*THE TASK:*
Could you show all lines in the entries below that contain the string "throughout"?

[Stored items]
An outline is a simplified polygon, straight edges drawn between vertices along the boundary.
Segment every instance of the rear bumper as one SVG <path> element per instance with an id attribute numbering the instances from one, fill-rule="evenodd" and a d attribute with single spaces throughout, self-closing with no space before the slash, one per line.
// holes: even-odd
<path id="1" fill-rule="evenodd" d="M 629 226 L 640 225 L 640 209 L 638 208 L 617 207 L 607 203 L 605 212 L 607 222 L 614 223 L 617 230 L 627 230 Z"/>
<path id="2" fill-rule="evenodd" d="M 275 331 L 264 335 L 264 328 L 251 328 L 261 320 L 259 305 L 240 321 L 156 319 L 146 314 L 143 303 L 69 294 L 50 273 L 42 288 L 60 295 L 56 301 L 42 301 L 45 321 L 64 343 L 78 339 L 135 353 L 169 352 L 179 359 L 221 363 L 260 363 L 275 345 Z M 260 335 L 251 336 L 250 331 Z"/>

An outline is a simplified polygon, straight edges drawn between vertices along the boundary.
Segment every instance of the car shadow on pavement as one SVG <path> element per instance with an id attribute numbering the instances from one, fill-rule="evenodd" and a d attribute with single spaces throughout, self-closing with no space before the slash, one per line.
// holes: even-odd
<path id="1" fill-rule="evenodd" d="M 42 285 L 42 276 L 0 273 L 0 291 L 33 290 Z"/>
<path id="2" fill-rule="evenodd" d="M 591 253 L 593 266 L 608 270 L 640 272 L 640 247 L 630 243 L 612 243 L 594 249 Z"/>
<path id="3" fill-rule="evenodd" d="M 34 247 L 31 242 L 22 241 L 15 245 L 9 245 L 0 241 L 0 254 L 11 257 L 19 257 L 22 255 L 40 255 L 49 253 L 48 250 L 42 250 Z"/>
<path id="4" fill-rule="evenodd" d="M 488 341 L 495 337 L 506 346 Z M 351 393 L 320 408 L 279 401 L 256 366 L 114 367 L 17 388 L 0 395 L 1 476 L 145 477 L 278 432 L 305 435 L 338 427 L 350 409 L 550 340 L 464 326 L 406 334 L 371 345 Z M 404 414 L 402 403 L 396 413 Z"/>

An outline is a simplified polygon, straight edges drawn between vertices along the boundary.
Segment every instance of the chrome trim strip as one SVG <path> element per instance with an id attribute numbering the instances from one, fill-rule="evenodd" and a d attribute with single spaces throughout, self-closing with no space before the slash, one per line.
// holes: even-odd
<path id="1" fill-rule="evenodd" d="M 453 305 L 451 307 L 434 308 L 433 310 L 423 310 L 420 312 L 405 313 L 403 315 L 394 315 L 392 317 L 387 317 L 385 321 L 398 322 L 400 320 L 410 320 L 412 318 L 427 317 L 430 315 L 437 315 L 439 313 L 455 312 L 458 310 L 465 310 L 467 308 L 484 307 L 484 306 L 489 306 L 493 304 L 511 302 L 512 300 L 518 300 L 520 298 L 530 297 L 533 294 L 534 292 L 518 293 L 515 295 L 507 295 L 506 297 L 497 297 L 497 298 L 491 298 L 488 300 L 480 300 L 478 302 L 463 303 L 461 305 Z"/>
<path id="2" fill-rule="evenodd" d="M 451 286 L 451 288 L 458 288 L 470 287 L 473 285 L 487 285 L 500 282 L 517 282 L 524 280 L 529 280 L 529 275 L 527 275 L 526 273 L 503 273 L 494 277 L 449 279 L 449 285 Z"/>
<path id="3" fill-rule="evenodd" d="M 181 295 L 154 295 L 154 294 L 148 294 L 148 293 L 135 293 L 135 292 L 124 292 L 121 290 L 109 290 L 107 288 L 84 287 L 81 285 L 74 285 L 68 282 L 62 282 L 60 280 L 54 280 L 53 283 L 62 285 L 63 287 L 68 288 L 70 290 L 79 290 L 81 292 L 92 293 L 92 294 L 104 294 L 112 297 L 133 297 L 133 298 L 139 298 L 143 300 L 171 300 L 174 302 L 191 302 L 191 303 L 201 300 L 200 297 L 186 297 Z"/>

*ANSWER FOR THE TASK:*
Segment every instance of the rear bumper as one SVG <path> element per instance with an id attribute numbering the instances from one, fill-rule="evenodd" and a d attribute with single spaces throughout, self-closing with no space before the slash, one per line.
Segment every instance of the car shadow on pavement as one SVG <path> element per instance with an id attribute numbering the instances from one, fill-rule="evenodd" and a d attribute with single spaces throughout, self-closing with no space before the slash, one per line.
Segment every instance of the chrome trim strip as one SVG <path> element per instance with an id attribute numbering the instances from one, fill-rule="evenodd" and a d attribute with single spaces throughout, self-closing with no space before the slash, one per line.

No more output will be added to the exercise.